- **DIRECTIONS FOR THIS TASK**:
Please count how many lines of the material below contain the string "woman", with case counting, and give only the number.

- **RECORD EXCERPTS**:
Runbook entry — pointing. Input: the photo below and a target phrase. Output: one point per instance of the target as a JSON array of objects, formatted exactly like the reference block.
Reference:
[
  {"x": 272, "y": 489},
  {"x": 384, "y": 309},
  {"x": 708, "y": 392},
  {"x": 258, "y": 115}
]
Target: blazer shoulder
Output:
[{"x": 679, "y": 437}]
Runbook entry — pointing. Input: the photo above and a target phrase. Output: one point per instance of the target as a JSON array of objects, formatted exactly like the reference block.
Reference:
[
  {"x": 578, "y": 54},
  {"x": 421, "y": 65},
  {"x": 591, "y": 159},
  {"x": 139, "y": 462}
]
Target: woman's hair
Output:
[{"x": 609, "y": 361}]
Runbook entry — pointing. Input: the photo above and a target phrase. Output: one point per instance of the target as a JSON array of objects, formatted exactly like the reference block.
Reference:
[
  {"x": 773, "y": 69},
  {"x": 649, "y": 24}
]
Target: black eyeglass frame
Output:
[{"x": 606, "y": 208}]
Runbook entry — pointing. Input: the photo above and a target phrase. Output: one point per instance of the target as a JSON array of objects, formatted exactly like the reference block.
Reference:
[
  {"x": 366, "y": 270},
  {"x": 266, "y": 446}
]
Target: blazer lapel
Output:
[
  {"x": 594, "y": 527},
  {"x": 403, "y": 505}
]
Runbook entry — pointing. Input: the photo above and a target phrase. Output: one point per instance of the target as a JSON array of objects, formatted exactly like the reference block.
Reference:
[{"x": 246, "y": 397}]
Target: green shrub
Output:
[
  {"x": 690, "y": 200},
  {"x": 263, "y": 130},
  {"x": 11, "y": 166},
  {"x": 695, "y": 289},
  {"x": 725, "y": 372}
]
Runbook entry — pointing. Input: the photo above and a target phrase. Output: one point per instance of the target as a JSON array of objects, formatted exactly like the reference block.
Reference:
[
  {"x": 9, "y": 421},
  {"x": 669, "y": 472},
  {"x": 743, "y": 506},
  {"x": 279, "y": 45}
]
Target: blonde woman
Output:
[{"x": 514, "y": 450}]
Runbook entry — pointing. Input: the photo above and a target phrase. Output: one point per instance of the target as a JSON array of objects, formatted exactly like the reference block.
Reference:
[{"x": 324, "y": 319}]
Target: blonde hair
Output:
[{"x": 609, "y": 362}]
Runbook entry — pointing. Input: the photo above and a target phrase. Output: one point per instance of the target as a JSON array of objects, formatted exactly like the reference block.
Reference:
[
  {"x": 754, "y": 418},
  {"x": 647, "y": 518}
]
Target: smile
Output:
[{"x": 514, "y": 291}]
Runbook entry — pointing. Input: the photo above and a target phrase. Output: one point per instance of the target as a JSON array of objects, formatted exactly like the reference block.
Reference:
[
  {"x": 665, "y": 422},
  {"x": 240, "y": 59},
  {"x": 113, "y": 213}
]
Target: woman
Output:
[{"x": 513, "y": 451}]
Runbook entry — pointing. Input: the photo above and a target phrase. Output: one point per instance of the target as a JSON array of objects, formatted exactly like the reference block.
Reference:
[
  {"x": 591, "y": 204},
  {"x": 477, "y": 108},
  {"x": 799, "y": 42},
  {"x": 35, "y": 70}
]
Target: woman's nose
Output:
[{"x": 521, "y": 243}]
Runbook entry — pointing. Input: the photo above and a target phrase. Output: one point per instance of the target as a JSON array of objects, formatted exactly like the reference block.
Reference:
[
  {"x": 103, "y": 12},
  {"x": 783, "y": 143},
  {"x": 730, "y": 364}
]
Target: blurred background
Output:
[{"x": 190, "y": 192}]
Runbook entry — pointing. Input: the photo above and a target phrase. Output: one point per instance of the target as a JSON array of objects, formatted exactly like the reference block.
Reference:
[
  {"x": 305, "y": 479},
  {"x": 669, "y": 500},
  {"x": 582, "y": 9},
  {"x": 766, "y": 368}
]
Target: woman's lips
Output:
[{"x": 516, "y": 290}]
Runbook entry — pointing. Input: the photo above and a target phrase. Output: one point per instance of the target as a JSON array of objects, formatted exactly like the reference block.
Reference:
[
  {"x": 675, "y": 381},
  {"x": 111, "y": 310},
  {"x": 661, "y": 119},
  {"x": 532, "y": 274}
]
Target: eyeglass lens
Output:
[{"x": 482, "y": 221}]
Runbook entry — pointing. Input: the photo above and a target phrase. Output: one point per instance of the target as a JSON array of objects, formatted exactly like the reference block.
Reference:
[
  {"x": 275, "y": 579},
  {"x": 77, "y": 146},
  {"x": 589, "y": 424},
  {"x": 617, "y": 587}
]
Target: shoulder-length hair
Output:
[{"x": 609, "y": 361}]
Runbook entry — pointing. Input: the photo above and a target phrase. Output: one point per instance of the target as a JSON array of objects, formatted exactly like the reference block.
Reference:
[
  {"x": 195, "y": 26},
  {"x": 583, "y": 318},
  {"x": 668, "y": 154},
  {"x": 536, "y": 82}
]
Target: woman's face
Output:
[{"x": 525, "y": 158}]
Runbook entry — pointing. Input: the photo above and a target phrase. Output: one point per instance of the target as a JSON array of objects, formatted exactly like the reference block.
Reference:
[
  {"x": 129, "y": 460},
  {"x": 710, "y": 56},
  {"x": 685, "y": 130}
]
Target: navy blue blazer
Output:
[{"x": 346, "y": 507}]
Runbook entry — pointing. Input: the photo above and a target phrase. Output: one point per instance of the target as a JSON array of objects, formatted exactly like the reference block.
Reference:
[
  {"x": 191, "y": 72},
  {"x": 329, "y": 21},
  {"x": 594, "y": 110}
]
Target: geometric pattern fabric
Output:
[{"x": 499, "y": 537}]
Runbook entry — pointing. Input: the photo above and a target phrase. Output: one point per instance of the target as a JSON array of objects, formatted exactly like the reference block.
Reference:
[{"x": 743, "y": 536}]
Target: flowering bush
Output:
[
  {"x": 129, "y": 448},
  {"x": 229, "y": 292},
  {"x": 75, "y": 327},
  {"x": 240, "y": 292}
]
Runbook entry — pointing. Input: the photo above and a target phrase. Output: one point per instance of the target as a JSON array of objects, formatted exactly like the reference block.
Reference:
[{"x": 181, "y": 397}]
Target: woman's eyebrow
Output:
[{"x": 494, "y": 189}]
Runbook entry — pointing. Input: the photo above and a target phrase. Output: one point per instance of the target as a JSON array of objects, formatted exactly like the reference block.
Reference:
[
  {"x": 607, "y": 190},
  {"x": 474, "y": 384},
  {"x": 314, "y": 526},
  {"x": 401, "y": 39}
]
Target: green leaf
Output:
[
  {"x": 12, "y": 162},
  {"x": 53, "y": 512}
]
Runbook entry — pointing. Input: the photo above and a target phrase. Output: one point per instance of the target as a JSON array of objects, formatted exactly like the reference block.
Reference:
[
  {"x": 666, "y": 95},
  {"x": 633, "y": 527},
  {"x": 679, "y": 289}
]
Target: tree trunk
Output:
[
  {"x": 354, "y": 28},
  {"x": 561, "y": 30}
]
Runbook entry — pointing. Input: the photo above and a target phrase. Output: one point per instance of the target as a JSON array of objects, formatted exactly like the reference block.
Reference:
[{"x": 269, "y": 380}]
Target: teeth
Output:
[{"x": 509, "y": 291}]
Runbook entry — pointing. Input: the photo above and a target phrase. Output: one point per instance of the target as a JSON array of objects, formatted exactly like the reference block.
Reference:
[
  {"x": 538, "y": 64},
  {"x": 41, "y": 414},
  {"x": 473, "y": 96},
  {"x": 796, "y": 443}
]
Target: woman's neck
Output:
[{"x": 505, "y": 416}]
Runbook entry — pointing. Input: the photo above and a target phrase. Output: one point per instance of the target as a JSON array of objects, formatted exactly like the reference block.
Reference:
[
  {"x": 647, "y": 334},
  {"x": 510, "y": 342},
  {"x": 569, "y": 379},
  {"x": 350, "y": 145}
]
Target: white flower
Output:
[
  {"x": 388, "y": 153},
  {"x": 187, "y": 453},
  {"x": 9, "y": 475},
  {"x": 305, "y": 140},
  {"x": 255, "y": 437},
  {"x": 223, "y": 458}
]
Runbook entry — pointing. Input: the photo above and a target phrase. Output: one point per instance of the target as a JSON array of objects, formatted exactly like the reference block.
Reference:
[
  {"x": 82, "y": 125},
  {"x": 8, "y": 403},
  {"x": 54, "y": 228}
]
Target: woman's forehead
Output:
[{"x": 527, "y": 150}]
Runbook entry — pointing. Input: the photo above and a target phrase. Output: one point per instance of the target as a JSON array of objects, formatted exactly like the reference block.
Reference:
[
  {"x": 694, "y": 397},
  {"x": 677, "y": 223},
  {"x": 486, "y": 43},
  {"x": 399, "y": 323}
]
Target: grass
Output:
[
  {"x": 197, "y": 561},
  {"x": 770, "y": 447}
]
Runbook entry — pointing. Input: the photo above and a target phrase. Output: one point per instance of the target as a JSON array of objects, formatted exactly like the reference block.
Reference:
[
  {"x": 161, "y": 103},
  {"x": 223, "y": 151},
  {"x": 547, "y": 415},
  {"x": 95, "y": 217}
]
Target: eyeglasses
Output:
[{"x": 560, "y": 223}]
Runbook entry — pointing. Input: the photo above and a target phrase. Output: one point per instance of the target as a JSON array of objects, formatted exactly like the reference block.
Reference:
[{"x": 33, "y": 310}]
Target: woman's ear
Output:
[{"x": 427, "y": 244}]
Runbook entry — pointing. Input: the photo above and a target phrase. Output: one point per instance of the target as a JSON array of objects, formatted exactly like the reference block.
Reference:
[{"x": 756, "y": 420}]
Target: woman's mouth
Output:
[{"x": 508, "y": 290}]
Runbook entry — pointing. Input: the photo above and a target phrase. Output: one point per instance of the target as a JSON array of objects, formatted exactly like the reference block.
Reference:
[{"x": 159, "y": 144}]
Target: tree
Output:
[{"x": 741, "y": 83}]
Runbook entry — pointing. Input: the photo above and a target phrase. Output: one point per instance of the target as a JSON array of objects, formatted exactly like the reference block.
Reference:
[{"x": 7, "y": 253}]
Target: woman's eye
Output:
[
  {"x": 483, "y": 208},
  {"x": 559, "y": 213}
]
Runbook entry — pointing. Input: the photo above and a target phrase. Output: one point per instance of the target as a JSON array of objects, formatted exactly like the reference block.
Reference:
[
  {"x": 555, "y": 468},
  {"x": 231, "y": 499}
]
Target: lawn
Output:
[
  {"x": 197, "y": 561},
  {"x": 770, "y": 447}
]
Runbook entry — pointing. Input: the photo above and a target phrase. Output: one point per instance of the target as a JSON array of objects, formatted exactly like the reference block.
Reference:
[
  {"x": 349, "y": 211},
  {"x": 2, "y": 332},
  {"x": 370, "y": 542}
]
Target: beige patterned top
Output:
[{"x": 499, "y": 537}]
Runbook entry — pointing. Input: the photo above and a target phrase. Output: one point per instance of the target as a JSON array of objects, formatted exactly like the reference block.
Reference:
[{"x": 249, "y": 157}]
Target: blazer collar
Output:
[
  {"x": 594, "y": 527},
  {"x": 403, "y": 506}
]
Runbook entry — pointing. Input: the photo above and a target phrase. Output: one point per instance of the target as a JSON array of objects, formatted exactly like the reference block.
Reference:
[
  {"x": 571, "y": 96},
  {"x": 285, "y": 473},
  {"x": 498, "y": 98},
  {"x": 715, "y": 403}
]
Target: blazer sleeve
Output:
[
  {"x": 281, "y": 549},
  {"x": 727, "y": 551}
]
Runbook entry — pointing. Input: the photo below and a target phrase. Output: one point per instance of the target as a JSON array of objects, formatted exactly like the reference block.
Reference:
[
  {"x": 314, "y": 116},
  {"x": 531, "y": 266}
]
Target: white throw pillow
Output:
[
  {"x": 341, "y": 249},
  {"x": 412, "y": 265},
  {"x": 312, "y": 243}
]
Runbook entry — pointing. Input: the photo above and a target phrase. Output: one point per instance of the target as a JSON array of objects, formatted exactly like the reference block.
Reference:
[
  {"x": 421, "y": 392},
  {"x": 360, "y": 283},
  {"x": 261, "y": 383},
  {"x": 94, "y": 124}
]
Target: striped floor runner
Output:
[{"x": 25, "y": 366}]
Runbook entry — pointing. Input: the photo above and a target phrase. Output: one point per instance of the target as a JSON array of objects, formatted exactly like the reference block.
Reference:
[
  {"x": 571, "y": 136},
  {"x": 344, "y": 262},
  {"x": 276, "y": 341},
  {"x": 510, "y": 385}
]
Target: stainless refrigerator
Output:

- **RESPONSE TO THE TASK**:
12